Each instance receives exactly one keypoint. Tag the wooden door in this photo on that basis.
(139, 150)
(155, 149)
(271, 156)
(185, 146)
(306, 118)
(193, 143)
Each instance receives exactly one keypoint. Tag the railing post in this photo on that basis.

::::

### Work task
Give back each entry so that it matches the original word for word.

### Solution to the exercise
Each instance receives exactly one keypoint. Tag the wooden door in this photo on that basis.
(139, 150)
(155, 149)
(271, 156)
(185, 146)
(306, 118)
(193, 143)
Each instance receives exactly one keypoint. Tag the railing post in this photo on that basis.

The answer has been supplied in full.